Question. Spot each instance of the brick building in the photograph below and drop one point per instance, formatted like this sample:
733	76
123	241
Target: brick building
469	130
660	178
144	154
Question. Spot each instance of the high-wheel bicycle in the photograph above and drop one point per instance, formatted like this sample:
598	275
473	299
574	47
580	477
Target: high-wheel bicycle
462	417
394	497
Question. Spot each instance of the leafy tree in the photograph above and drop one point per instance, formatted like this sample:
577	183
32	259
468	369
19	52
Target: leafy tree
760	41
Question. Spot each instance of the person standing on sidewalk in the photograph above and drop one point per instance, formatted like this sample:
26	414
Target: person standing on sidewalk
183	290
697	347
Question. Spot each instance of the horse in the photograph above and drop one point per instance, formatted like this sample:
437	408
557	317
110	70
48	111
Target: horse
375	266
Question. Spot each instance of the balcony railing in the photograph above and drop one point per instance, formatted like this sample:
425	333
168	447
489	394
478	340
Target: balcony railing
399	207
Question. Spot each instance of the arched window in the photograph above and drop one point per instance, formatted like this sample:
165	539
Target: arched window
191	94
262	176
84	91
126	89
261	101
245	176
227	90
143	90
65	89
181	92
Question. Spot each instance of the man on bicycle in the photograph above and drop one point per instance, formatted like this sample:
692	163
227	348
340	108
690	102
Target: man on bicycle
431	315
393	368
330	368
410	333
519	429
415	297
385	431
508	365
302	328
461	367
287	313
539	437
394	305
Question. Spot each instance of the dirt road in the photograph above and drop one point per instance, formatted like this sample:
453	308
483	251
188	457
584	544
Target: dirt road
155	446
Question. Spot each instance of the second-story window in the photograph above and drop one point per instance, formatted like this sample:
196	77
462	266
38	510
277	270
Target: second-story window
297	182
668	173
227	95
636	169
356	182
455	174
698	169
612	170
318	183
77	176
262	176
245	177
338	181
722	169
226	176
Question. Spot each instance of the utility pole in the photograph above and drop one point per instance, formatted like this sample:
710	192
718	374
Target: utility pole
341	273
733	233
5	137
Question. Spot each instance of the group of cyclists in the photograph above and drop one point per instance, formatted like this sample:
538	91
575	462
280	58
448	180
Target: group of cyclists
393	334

▶ [TASK TO CARRY OUT]:
Copy all the records above precisely.

▶ [ANSWER TO THIS EXERCISE]:
Question. Spot each instance of the brick building in the photograph below and drop one point per instance, formatted like this sample:
733	76
123	241
Target: brick building
469	130
660	178
144	154
Question. Spot each instance of the high-wheel bicycle in the photograph above and drop one point per instance, formatted like this sample:
598	275
473	299
574	47
580	477
Target: high-wheel bicycle
462	417
394	497
Question. Spot each instance of the leafy tree in the photograph above and drop one point per instance, formatted like this sample:
577	183
32	259
468	369
19	52
Target: leafy tree
760	41
Question. Spot each instance of the person standing on sidewalk in the photograph above and drop one point per instance, formatted like this sample:
26	414
Target: person standing on sidewalk
183	290
697	347
Question. Spot each instance of the horse in the photograph above and drop one point per instance, formatted like this sample:
437	408
557	317
110	70
48	111
Target: horse
375	266
Question. Spot each instance of the balcony railing in the photograph above and drop one point per instance, formatted like this sample:
425	333
168	447
489	394
478	340
Target: balcony railing
399	207
Question. Spot each instance of the arched window in the photograph above and drop one point per instance, formatted like this sample:
165	539
Target: arched window
191	94
262	176
84	91
126	89
261	101
245	176
227	90
143	90
65	89
181	92
Question. Spot each instance of the man on bicycle in the photograph above and drop one point per instance, formatted like this sample:
692	163
227	348
340	108
690	102
Target: man on bicycle
431	315
393	368
330	368
410	333
519	429
415	297
385	431
508	365
302	328
461	367
287	313
539	437
394	305
Question. Spot each instance of the dirt road in the photograph above and drop one point per instance, formatted like this sample:
453	308
483	251
188	457
584	544
Target: dirt road
155	446
Question. Spot each instance of the second-story window in the photograph above and drop one point per instance, formatted like this sample:
196	77
462	266
38	510
277	270
Target: second-story window
297	182
668	173
227	95
636	169
356	182
455	174
698	169
612	170
318	183
77	176
262	176
245	177
338	181
722	169
226	176
Question. Spot each instance of the utility pole in the photograph above and drop one point per instance, formatted like this sample:
710	192
718	374
Target: utility pole
341	273
733	233
5	137
Question. Spot each instance of the group of cyclists in the photograph above and drop one point per instance, formatted like this sample:
538	91
575	462
280	58
448	180
Target: group of cyclists
393	334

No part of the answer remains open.